_EXERCÍCIO PROPOSTO A_.
Segundo o texto sobre o trabalho em casa, nem todos os funcionários dispõem de instalações adequadas para trabalhar. Enumere essas instalações.

Celso Ming, O Estado de S.Paulo
08 de maio de 2020 | 19h24
O trabalho profissional executado em casa, e não no local da empresa previsto para isso, não é propriamente uma novidade neste mundo altamente conectado, mas foi uma das mais relevantes descobertas desta temporada de reclusão.
Graças à sua grande capacidade de redução de custos, veio para ficar e, mais do que isso, será cada vez mais praticado no Brasil e no mundo. Mas atenção: para ser adotado definitivamente, o home office, como o preferem chamar os anglófilos, enfrenta um punhado de problemas, especialmente no Brasil, que precisam ser previamente equacionados.
Para começar, a empresa tem de estar disposta a partilhar seus arquivos e seus sistemas de processamento, sem medo de que dados sigilosos possam ser acessados por terceiros e escapar para onde não devem. Se esse ponto não estiver bem resolvido, mais cedo ou mais tarde, a empresa corre riscos de enfrentar dores de cabeça.
Outro problema é o de que nem todos os funcionários dispõem em casa de instalações adequadas para tocar seu trabalho, como escritório, por mais simples que seja, cadeira confortável e equipamentos eletrônicos em bom estado de funcionamento.
E há a exasperante instabilidade das conexões pela internet. Nestas primeiras semanas de confinamento no Brasil, as reclamações de queda do sistema proporcionado principalmente pela Claro e pela Vivo foram recorrentes e até agora não foram satisfatoriamente atendidas. O fornecedor vende um plano de banda larga a uma velocidade de 300 megabits por segundo e entrega uma fração disso.
Em casa, os funcionários estão também muito mais sujeitos a interrupções do trabalho por fatores aleatórios. Se chove um pouco mais forte, é comum nas cidades do Brasil a queda do fornecimento de energia e, para esse caso, é preciso prover baterias ou nobreaks que podem ser acoplados imediatamente aos computadores.
E não é só por essa via que surgem imprevistos. Computadores, impressoras e equipamentos periféricos estão sempre sujeitos a defeitos, bugs e tilts. Numa empresa organizada, sempre há uma equipe de plantão para proporcionar socorro imediato. Em casa, é mais complicado. Contratempos mais simples podem ser resolvidos a distância por técnicos, por meio de aplicativos do tipo TeamViewer, mas sempre podem acontecer quebra de conexão com servidores eletrônicos ou avarias mais sérias no próprio hardware do equipamento.
O diretor executivo de tecnologia da consultoria Accenture na América Latina, Fernando Teixeira, observa que, neste momento, o home office foi implantado às pressas, sem que todos os requisitos técnicos tenham sido cumpridos. Por isso, tanto os funcionários como seus chefes devem se munir de dose especial de paciência para enfrentar imprevistos. Qualquer um pode ter filhos ou pessoas idosas na família que, a qualquer momento, podem exigir cuidados especiais que interrompem tarefas em execução. “Mas se o sistema do home office for adotado permanentemente, situações como essas pedirão solução também permanente. Não pode haver perda de qualidade no trabalho”, diz.

_MATERIAIS FORNECIDOS_.

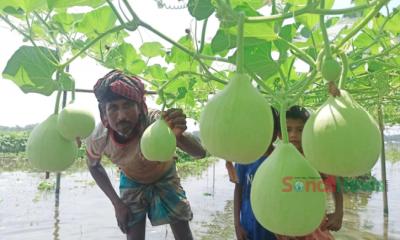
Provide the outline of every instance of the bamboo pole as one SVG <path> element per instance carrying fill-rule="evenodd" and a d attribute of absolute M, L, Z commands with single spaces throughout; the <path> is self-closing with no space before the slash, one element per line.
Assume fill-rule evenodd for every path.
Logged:
<path fill-rule="evenodd" d="M 386 154 L 385 154 L 385 139 L 384 139 L 384 121 L 383 121 L 383 111 L 382 111 L 382 104 L 378 103 L 378 121 L 379 121 L 379 130 L 381 132 L 382 137 L 382 147 L 381 147 L 381 175 L 383 181 L 383 213 L 385 216 L 389 214 L 389 207 L 388 207 L 388 198 L 387 198 L 387 179 L 386 179 Z"/>

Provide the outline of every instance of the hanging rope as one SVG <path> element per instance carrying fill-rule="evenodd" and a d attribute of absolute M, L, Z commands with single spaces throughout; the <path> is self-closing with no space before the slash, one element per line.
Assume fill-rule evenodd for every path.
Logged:
<path fill-rule="evenodd" d="M 180 10 L 187 8 L 187 1 L 186 0 L 175 0 L 178 1 L 178 3 L 172 3 L 167 0 L 167 3 L 164 2 L 164 0 L 154 0 L 157 3 L 158 8 L 165 8 L 169 10 Z"/>

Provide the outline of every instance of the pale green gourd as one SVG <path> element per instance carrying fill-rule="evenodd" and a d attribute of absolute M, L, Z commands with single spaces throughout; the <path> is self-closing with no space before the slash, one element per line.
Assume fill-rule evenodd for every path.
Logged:
<path fill-rule="evenodd" d="M 254 175 L 250 201 L 257 221 L 273 233 L 303 236 L 325 215 L 319 173 L 291 143 L 280 143 Z"/>
<path fill-rule="evenodd" d="M 50 115 L 29 135 L 26 151 L 32 166 L 48 172 L 61 172 L 74 163 L 78 147 L 57 130 L 57 115 Z"/>
<path fill-rule="evenodd" d="M 86 138 L 94 127 L 93 114 L 76 103 L 67 105 L 58 115 L 57 129 L 68 140 Z"/>
<path fill-rule="evenodd" d="M 307 121 L 302 136 L 306 159 L 320 172 L 358 176 L 379 158 L 382 138 L 372 116 L 344 90 Z"/>
<path fill-rule="evenodd" d="M 176 149 L 176 137 L 164 119 L 158 119 L 144 131 L 140 139 L 143 156 L 150 161 L 170 161 Z"/>
<path fill-rule="evenodd" d="M 201 112 L 201 142 L 216 157 L 251 163 L 265 153 L 272 133 L 271 107 L 245 74 L 236 73 Z"/>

_EXERCÍCIO PROPOSTO B_.
Atualize os registros desde a linha que contém "Provide the outline of every instance of the hanging" até o fim dos registros, trocando "pale green gourd" por "light green gourd" e mantendo todo o resto inalterado. Apresente somente esse trecho.

_RESOLUÇÃO COMPLETA A_.
- escritório, por mais simples que seja
- cadeira confortável
- equipamentos eletrônicos em bom estado de funcionamento

_RESOLUÇÃO COMPLETA B_.
Provide the outline of every instance of the hanging rope as one SVG <path> element per instance carrying fill-rule="evenodd" and a d attribute of absolute M, L, Z commands with single spaces throughout; the <path> is self-closing with no space before the slash, one element per line.
Assume fill-rule evenodd for every path.
Logged:
<path fill-rule="evenodd" d="M 180 10 L 187 8 L 187 1 L 186 0 L 175 0 L 178 1 L 178 3 L 172 3 L 167 0 L 167 3 L 164 2 L 164 0 L 154 0 L 157 3 L 158 8 L 165 8 L 169 10 Z"/>

Provide the outline of every instance of the light green gourd as one SVG <path> element per instance carrying fill-rule="evenodd" and a d attribute of absolute M, L, Z commands with single spaces throughout; the <path> is self-closing with no space before the slash, one element per line.
Assume fill-rule evenodd for every path.
Logged:
<path fill-rule="evenodd" d="M 254 175 L 250 201 L 257 221 L 273 233 L 303 236 L 325 215 L 319 173 L 291 143 L 280 143 Z"/>
<path fill-rule="evenodd" d="M 50 115 L 29 135 L 26 151 L 32 166 L 48 172 L 61 172 L 74 163 L 78 147 L 57 130 L 57 115 Z"/>
<path fill-rule="evenodd" d="M 86 138 L 94 127 L 93 114 L 76 103 L 67 105 L 58 115 L 57 129 L 68 140 Z"/>
<path fill-rule="evenodd" d="M 307 121 L 302 136 L 306 159 L 320 172 L 358 176 L 379 158 L 382 138 L 372 116 L 344 90 Z"/>
<path fill-rule="evenodd" d="M 176 149 L 176 137 L 164 119 L 158 119 L 144 131 L 140 139 L 143 156 L 150 161 L 170 161 Z"/>
<path fill-rule="evenodd" d="M 201 112 L 201 142 L 216 157 L 251 163 L 265 153 L 272 133 L 271 107 L 245 74 L 236 73 Z"/>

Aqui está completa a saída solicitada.